# [GIVEN PASSAGE]
----

Performance Benchmark
ClickHouse's design translates into world-class performance. Publicly available benchmarks, such as the independently run ClickBench, consistently demonstrate that ClickHouse can execute analytical queries significantly faster than many other leading data warehouses and analytical databases, often by an order of magnitude or more on large datasets.
The architectural design choices that give ClickHouse its incredible speed also define its ideal role within a broader data platform. ClickHouse has limited support for full ACID transactions and is not optimized for the frequent, low-latency, single-row updates or deletes common in transactional (OLTP) systems. Its performance shines when querying large, relatively flat (denormalized) tables with high-throughput batch inserts.
This makes ClickHouse and Iceberg highly complementary. Iceberg provides the robust, reliable, and transactional storage layer capable of handling updates, deletes, and complex data evolution. ClickHouse, with its specialized architecture, serves as the perfect high-performance query and serving layer on top of this prepared data. This synergy allows architects to leverage the strengths of each technology: Iceberg for data management and reliability, and ClickHouse for unparalleled query speed.
Combining Iceberg and ClickHouse
Integrating Apache Iceberg as the storage foundation and ClickHouse as the query engine creates a powerful and flexible lake house architecture. The most common and effective implementation follows a layered approach, treating Iceberg as the system of record and ClickHouse as a high-performance access layer.
Hot/Cold Layered Architecture
his pattern designates the data lake as the comprehensive, long-term storage layer and ClickHouse as a specialized, performance-oriented layer for active querying.
- Iceberg as the "Cold" Layer / Source of Truth: In this model, the Iceberg tables residing on Amazon S3 serve as the single, durable source of truth for all analytical data. This layer is cost-effective and designed for massive scale, holding the complete history of the data. All data transformation and enrichment processes write their final output to these Iceberg tables.

----

# [MATERIAL]
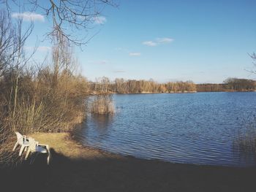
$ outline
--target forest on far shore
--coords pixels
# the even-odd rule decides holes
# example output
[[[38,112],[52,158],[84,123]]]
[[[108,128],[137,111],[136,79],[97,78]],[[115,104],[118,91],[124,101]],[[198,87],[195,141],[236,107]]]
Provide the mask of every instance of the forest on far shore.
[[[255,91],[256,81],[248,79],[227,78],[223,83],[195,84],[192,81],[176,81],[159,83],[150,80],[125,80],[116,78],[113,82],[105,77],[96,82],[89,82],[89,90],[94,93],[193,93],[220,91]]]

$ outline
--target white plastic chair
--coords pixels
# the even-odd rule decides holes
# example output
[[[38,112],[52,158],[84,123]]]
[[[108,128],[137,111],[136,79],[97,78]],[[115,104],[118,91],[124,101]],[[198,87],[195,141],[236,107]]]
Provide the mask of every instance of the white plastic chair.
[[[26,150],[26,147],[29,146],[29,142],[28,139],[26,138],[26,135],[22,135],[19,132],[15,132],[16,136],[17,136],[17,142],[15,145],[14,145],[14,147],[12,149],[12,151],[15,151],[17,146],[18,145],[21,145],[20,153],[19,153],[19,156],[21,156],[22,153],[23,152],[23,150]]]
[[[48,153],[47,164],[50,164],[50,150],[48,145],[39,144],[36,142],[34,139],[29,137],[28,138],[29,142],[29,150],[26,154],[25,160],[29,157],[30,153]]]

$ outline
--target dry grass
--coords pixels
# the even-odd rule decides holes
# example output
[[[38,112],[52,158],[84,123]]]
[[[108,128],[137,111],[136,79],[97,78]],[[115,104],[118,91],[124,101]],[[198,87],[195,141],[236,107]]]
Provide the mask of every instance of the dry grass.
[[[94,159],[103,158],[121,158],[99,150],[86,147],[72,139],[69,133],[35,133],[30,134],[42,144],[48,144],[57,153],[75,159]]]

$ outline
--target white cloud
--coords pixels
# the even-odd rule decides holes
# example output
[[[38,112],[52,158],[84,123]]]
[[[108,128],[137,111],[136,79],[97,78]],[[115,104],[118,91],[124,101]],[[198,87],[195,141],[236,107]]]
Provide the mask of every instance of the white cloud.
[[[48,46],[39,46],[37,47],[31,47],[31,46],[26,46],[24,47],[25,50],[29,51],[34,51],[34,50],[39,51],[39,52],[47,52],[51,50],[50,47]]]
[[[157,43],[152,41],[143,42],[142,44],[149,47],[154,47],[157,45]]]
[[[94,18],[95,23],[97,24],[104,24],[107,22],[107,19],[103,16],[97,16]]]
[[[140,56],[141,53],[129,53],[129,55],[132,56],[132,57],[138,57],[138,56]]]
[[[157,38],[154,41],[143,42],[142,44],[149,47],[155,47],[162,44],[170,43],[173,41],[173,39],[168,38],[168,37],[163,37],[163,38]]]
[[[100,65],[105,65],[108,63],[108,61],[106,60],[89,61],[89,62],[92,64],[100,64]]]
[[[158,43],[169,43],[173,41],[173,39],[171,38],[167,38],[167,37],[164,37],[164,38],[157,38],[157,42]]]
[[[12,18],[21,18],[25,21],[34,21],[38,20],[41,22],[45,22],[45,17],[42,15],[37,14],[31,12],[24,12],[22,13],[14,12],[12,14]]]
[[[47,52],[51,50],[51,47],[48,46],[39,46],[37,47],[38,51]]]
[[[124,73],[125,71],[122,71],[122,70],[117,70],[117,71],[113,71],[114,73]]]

----

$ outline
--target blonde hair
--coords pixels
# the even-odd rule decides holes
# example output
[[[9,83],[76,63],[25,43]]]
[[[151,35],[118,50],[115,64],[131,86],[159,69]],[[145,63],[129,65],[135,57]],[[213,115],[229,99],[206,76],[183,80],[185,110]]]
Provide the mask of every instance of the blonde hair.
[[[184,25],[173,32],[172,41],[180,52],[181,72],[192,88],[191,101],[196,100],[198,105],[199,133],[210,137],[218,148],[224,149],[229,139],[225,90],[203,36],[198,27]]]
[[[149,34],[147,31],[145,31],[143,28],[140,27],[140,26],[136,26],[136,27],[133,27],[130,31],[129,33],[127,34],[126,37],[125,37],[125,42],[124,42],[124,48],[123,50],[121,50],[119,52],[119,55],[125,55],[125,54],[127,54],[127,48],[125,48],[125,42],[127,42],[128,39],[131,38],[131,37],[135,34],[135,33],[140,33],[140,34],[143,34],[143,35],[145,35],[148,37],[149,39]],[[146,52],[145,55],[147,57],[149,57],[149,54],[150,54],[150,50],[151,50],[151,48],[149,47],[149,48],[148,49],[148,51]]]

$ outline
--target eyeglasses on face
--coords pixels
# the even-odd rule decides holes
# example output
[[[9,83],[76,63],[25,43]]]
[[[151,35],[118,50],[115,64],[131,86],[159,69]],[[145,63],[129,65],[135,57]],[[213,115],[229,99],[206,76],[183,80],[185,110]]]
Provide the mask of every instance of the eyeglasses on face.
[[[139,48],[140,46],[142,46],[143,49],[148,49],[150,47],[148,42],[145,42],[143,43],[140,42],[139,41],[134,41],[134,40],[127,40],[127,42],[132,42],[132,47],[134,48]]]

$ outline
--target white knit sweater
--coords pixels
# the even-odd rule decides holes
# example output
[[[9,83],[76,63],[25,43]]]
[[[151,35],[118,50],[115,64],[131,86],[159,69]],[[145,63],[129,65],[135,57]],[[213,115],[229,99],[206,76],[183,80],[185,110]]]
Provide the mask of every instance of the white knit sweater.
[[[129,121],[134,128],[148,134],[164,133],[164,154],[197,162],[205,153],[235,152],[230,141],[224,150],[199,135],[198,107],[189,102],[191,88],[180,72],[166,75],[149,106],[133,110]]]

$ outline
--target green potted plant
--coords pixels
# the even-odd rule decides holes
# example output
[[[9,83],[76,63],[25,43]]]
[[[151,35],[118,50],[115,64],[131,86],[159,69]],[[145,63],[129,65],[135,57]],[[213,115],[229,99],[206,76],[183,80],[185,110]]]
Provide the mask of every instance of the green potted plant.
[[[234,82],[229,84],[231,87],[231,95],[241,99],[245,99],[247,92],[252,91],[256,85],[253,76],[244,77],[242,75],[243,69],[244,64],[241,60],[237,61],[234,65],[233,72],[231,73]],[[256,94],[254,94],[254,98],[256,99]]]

----

# [TASK]
Continue the passage on pairing Apache Iceberg with ClickHouse, picking up right after its last sentence.

# [THE OUTPUT]
- ClickHouse as the "Hot" Layer: ClickHouse provides the interactive query capabilities. This interaction can take two primary forms, depending on the performance requirements:
Alternative Pattern: The ClickStack Model and its Data Lake Limitations
While the hot/cold architecture is ideal for a flexible lakehouse, another common pattern, particularly in the observability space, is direct ingestion into ClickHouse. This approach is exemplified by ClickStack, an open-source observability platform that unifies logs, metrics, and traces in a single ClickHouse database. ClickStack uses an OpenTelemetry (OTel) collector to ingest all telemetry data as "wide, rich events" directly into ClickHouse, leveraging its performance for high-cardinality data analysis.
However, this direct-to-ClickHouse model presents significant challenges for a general-purpose data lake strategy:
- It Bypasses the Data Lake: The core principle of ClickStack is to treat ClickHouse as the primary, all-in-one data store. This architecture intentionally circumvents a data lake and open table formats like Iceberg, creating a data silo optimized for a single purpose (observability).
- Proprietary Storage Format: Data is stored in ClickHouse's native MergeTree format, not an open standard. This limits the ability to use other query engines or tools directly on the data, which contradicts the fundamental benefit of a data lakehouse: a single, open source of truth accessible by multiple, best-in-class engines.
- Ingestion of Raw, Unclean Data: Direct ingestion pipelines, whether through ClickStack's collector, the native Kafka engine, or ClickPipes, send raw data streams directly into ClickHouse. This forces ClickHouse to handle complex and resource-intensive streaming challenges like data deduplication. ClickHouse's internal tools for this, such as the
ReplacingMergeTreeengine, perform deduplication during an uncontrollable background merge process. This means queries can return incorrect results until the merge completes, making it unsuitable for real-time accuracy.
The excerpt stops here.